Please reproduce the passage below on thematic analysis in Excel, from "This iterative process" up to and including "of evidence lies.".

-- Document passage follows --

Read all quotes under each theme together. Filter column D to show a single theme and read every quote in that group. Ask: do these quotes actually belong together? Is there a subgroup that deserves its own theme? Are there quotes here that would be better placed elsewhere?

Renaming in Excel. When you decide to rename a theme, use Find & Replace (Ctrl+H) rather than editing cells one by one. Search for the old theme name in column D and replace with the new one. This prevents the situation where you have "Leadership issues," "Leadership challenges," and "Leadership concerns" as three separate themes that should be one.

Splitting and merging themes. If a theme feels too big, add a subtheme column (column F) to break it down. If two themes feel redundant, merge them by updating one theme name to match the other and then reviewing the combined set.

Keeping a change log. Add a tab called "Decisions" where you note when you changed a theme name, merged two codes, or dropped a code entirely, and why. This is your analytical audit trail. It is the closest Excel gets to the kind of version control that dedicated QDA tools provide.

This iterative process is described well in the demystifying thematic analysis guide, which walks through the review phase in detail.

Step 5: Writing up from your Excel analysis

Once your themes are stable, Excel becomes a source document for your report rather than an active workspace.

Extracting representative quotes. Filter by theme, scan the quotes, and copy the most illustrative ones into your report or slide deck. A good theme section in a report typically includes 2–4 direct quotes that capture the range of perspectives within the theme, not just the most extreme example.

Summarising with a pivot table. A second pivot table — with Theme in Rows and Document in Values (Count) — gives you a quick frequency overview: how many documents touched each theme. This is useful context for report readers and for your own sense of where the weight of evidence lies.

Preserving the connection to source. Column A (Document) is your audit trail. When you quote a respondent in the report, note the source. "Several respondents described the process as chaotic (Interviews 3, 7, 12, 18)" is more credible than an unattributed claim.

For guidance on turning your coded analysis into a coherent narrative, see our guide on how to synthesise user research and the post on how to write up a thematic analysis.

-- Document passage concluded --
-- Input data follows --

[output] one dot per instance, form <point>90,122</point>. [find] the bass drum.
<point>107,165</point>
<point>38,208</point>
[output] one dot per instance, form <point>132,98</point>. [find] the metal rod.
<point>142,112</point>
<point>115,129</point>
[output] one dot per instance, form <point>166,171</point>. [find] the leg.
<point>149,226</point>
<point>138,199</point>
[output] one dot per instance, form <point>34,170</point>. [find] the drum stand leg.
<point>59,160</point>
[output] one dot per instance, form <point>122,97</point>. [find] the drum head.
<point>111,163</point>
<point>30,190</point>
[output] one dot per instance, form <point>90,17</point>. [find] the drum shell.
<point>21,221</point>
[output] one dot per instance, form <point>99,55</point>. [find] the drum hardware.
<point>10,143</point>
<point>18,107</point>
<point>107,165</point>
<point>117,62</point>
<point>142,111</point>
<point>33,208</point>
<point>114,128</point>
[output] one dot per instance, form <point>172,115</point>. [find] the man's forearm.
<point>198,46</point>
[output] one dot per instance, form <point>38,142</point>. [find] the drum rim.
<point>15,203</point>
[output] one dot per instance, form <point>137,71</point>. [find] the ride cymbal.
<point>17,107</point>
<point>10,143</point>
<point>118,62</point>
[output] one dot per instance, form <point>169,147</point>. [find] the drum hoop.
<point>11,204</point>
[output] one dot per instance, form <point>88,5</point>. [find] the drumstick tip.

-- Input data concluded --

Written reply =
This iterative process is described well in the demystifying thematic analysis guide, which walks through the review phase in detail.

Step 5: Writing up from your Excel analysis

Once your themes are stable, Excel becomes a source document for your report rather than an active workspace.

Extracting representative quotes. Filter by theme, scan the quotes, and copy the most illustrative ones into your report or slide deck. A good theme section in a report typically includes 2–4 direct quotes that capture the range of perspectives within the theme, not just the most extreme example.

Summarising with a pivot table. A second pivot table — with Theme in Rows and Document in Values (Count) — gives you a quick frequency overview: how many documents touched each theme. This is useful context for report readers and for your own sense of where the weight of evidence lies.